- **Required work**
1. In the climate change article, in which city was the Alaska Forum for the Environment held?
2. Reproduce part of the climate change article verbatim, beginning at the words "And the near-certainty" and stopping after the words "debate is over.".
3. Extend the article on climate change and the Alaska Forum for the Environment, picking up after its final sentence.

- **Document excerpt**
****************
Warming temperatures. Summer sea ice melting. Longer storm seasons eroding coastal villages. Permafrost melting. Greenhouse gases reaching levels unseen in 650,000 years. The ocean turning more acidic. Forests browning. Tundra brushing up.
And the near-certainty that the Earth’s climate “sweet spot” — the conditions that enabled human civilization to flower — has been thrown out of whack for at least another 1,000 years.
The impact of human-caused warming on the globe has been spelled out in detail, with an international panel calling it “unequivocal” and even Republican conservatives like Sen. John McCain declaring the climate change debate is over.
And that means the time to fret has passed and the time to act has arrived, from the household level to the international stage, urged a litany of speakers at the Alaska Forum for the Environment, a conference held this past week in Anchorage, largest city in the state hit hardest by the symptoms of global warming.
****************
(Records from a dataset)
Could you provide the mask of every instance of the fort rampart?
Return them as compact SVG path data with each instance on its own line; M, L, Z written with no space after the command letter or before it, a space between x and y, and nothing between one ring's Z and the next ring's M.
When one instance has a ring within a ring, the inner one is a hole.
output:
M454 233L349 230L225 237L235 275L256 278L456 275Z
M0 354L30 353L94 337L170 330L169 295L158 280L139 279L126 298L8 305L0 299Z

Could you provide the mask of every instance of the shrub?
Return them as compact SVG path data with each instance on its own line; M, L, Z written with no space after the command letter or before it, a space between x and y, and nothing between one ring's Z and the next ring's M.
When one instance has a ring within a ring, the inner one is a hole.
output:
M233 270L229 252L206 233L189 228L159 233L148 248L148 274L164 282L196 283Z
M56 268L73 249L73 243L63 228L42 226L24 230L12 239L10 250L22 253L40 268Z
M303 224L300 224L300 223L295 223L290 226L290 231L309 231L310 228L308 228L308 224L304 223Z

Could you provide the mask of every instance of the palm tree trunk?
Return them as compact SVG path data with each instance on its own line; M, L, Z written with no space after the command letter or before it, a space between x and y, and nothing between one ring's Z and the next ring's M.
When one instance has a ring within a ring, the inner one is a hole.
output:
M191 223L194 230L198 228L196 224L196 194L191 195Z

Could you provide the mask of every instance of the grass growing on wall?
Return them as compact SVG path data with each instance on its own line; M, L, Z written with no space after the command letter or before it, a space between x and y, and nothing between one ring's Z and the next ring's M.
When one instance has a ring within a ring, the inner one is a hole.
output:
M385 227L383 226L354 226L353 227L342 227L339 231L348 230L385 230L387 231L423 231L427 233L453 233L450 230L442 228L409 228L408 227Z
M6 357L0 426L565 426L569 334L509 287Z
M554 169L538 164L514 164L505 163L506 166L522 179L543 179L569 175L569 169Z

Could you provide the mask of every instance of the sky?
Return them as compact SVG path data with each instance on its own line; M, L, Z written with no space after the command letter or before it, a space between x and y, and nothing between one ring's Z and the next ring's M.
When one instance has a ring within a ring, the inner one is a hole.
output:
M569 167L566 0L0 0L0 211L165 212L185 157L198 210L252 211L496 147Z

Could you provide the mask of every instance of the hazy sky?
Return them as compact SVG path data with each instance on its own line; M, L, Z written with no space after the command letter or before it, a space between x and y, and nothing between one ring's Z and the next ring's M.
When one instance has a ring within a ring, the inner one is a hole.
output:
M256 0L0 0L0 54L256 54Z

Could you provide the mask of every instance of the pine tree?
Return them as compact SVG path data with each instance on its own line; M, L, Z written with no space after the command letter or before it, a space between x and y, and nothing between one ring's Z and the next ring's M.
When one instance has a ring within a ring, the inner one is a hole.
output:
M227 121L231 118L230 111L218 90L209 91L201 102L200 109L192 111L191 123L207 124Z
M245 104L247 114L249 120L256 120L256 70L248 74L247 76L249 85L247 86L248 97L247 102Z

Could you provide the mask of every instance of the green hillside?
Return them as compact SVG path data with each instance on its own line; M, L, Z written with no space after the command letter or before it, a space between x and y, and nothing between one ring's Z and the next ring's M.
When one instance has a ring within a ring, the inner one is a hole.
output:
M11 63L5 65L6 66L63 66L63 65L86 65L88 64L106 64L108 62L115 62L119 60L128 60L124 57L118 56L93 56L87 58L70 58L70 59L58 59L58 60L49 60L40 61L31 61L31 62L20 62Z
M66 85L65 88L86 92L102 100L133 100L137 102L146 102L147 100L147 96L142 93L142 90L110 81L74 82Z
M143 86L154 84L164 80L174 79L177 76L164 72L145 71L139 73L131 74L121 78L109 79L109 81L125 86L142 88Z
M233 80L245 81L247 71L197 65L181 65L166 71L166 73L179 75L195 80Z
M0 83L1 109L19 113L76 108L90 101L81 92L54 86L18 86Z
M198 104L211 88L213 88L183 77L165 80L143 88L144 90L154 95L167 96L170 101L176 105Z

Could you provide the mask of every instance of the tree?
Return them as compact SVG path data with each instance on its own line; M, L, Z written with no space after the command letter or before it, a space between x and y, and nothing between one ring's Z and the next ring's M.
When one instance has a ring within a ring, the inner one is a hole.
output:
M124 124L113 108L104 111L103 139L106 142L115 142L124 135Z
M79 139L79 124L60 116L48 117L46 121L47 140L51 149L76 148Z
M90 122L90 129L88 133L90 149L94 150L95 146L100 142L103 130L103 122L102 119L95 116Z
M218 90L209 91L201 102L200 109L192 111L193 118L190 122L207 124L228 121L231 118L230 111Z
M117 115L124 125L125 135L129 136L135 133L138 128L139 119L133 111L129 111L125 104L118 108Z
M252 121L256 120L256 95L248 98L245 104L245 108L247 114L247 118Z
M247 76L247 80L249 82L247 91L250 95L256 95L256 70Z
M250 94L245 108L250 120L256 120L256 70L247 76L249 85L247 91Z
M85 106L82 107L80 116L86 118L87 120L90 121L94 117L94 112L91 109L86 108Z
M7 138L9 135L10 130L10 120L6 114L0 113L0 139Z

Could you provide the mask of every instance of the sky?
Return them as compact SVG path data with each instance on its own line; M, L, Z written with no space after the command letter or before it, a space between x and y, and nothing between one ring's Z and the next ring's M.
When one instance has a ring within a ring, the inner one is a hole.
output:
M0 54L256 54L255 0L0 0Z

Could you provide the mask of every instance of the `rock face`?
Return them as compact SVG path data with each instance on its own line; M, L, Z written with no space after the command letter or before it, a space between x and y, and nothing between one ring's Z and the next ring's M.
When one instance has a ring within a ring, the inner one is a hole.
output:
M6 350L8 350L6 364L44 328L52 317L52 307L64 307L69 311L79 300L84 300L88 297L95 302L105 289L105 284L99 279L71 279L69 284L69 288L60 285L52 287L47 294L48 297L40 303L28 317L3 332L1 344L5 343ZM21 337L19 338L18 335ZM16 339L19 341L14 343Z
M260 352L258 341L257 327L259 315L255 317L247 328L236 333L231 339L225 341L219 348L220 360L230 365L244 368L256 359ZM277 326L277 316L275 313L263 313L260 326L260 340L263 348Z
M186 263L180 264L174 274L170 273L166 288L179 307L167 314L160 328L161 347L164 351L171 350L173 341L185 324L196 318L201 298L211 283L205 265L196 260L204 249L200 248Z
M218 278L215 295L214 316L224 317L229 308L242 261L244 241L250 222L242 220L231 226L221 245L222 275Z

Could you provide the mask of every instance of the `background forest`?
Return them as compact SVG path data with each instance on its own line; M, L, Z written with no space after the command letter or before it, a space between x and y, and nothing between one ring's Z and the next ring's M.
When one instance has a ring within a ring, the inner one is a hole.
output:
****************
- **Answers by task**
1. It was held in Anchorage.

2.
And the near-certainty that the Earth’s climate “sweet spot” — the conditions that enabled human civilization to flower — has been thrown out of whack for at least another 1,000 years.
The impact of human-caused warming on the globe has been spelled out in detail, with an international panel calling it “unequivocal” and even Republican conservatives like Sen. John McCain declaring the climate change debate is over.

3.
Some glimpses:
In a standing-room only session in the basement of the Anchorage Egan Convention Center, with school kids sitting on the floor, Native elder Elaine Abraham reminded people to think of the next generation, the unborn children to come, what Tlingit called the “spirits in the shadows.”
“What kind of world will the ones who are being born 10 years from now (find)?” she said. “Today those who are being born are born into a contaminated world, a polluted world, and a state of confusion.”
Abraham talked about a prophesy made by her 102-year-old father on his deathbed:
“On the day he was going to travel … he caught me to him and said, ‘Bring me your mama because I have decided to leave. The sun is just right. The moon is just right. The stars are just right, and it’s time for me to leave.’
“And one of the things he said to me is, ‘When my great-great grandchildren are entering adulthood, I’m going to be praying for you and for the world because there’s going to be a confusion. The sun will not know when to shine. The moon will not know how to regulate the tide, and the stars will not know when to shine. It will be a hard time for my great-great grandchildren.”
His first great-great grandchild will be born this spring, Abraham told the hushed room. Will the “time of confusion” come in two decades, when temperatures rise another degree on average?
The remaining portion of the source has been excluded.